DIRECTIVE:
Reproduce every line of the items below without changing a single character.

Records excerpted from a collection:
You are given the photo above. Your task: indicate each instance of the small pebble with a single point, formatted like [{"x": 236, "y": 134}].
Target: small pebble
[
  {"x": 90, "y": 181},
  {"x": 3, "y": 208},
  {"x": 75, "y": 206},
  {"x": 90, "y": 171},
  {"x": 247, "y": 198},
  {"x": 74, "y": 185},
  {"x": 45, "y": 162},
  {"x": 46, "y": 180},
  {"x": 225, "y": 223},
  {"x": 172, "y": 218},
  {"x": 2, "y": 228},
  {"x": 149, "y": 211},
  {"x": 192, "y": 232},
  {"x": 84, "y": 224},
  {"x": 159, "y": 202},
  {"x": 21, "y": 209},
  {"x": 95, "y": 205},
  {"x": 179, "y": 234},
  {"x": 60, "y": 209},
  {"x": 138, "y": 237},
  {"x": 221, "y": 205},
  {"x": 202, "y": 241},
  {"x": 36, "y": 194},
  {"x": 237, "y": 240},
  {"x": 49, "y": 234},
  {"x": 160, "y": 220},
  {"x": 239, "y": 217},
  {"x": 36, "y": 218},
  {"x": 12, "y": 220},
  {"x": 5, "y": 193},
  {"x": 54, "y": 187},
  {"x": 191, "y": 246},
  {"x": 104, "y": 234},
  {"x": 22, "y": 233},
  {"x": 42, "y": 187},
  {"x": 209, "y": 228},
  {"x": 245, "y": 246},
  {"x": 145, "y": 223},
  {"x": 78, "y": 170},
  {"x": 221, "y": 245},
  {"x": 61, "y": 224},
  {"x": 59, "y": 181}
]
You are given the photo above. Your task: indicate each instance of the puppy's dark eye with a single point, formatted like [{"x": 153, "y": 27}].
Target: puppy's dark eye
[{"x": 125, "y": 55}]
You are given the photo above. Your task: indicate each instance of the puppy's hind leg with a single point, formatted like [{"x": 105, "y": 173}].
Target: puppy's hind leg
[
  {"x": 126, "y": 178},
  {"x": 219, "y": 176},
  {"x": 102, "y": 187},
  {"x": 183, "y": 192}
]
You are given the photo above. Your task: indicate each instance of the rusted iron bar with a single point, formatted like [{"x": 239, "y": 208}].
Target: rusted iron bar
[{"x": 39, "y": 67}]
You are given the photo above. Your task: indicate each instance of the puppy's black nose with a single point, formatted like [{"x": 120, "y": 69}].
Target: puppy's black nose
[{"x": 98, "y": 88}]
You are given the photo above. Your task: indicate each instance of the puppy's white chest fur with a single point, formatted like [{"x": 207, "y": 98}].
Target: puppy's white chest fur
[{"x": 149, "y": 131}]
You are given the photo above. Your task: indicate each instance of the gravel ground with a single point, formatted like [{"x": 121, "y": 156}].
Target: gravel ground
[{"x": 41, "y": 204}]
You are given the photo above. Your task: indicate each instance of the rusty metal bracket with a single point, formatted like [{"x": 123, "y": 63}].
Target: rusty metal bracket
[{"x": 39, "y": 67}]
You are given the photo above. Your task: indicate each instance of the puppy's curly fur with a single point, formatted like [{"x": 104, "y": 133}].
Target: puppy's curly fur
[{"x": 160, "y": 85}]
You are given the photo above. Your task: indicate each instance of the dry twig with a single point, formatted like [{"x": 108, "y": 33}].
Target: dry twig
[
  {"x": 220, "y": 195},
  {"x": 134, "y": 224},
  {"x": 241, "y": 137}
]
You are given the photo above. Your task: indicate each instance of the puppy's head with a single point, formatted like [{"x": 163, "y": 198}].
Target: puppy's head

OUTPUT OF THE EXERCISE:
You are given the photo above. Your task: indicate each instance of the small pebble with a single point, formatted like [{"x": 236, "y": 134}].
Target: small pebble
[
  {"x": 90, "y": 181},
  {"x": 3, "y": 208},
  {"x": 75, "y": 206},
  {"x": 90, "y": 171},
  {"x": 247, "y": 198},
  {"x": 74, "y": 185},
  {"x": 45, "y": 162},
  {"x": 46, "y": 180},
  {"x": 225, "y": 223},
  {"x": 172, "y": 218},
  {"x": 2, "y": 228},
  {"x": 149, "y": 211},
  {"x": 192, "y": 232},
  {"x": 84, "y": 224},
  {"x": 159, "y": 202},
  {"x": 21, "y": 209},
  {"x": 95, "y": 205},
  {"x": 179, "y": 234},
  {"x": 60, "y": 209},
  {"x": 138, "y": 237},
  {"x": 221, "y": 205},
  {"x": 202, "y": 241},
  {"x": 36, "y": 194},
  {"x": 237, "y": 240},
  {"x": 49, "y": 234},
  {"x": 160, "y": 220},
  {"x": 239, "y": 217},
  {"x": 36, "y": 218},
  {"x": 12, "y": 220},
  {"x": 5, "y": 193},
  {"x": 54, "y": 187},
  {"x": 191, "y": 246},
  {"x": 104, "y": 234},
  {"x": 22, "y": 233},
  {"x": 42, "y": 187},
  {"x": 209, "y": 228},
  {"x": 245, "y": 246},
  {"x": 145, "y": 223},
  {"x": 78, "y": 170},
  {"x": 221, "y": 245},
  {"x": 61, "y": 224},
  {"x": 59, "y": 181}
]
You are given the photo above. Your task: indicate each instance of the puppy's dark eye with a single point, formatted like [{"x": 153, "y": 27}].
Target: puppy's dark eye
[{"x": 125, "y": 55}]
You are given the photo above. Your task: indicate each instance of the puppy's hind leg with a single point, formatted like [{"x": 105, "y": 173}].
Target: puppy's hind leg
[
  {"x": 126, "y": 178},
  {"x": 219, "y": 176},
  {"x": 102, "y": 187},
  {"x": 183, "y": 192}
]
You are given the photo above. Your task: indicate each instance of the rusted iron bar with a single point, formatted like [{"x": 239, "y": 208}].
Target: rusted iron bar
[{"x": 39, "y": 67}]
You are given the photo above. Your task: indicate each instance of the puppy's black nose with a single point, formatted like [{"x": 120, "y": 69}].
Target: puppy's black nose
[{"x": 98, "y": 88}]
You are given the photo above. Your task: indicate each instance of the puppy's white chest fur with a single point, formatted like [{"x": 207, "y": 98}].
Target: puppy's white chest fur
[{"x": 149, "y": 131}]
You are given the photo above. Your task: indicate each instance of the gravel ground with a single point, formatted like [{"x": 121, "y": 156}].
Target: gravel ground
[{"x": 41, "y": 204}]
You are given the photo above. Your task: indicate each instance of the rusty metal bracket with a single point, formatted like [{"x": 123, "y": 63}].
Target: rusty metal bracket
[{"x": 39, "y": 67}]
You are given the photo above. Your task: indicate each instance of the puppy's curly fur with a single point, formatted like [{"x": 104, "y": 133}].
Target: puppy's curly fur
[{"x": 160, "y": 85}]
You are given the photo above. Your task: indicate each instance of the dry twig with a single point, formatted like [{"x": 108, "y": 33}].
Target: dry twig
[
  {"x": 220, "y": 195},
  {"x": 134, "y": 224},
  {"x": 241, "y": 137}
]
You are given the photo above. Your task: indicate each instance of the puppy's head with a single point, formatted like [{"x": 163, "y": 198}].
Target: puppy's head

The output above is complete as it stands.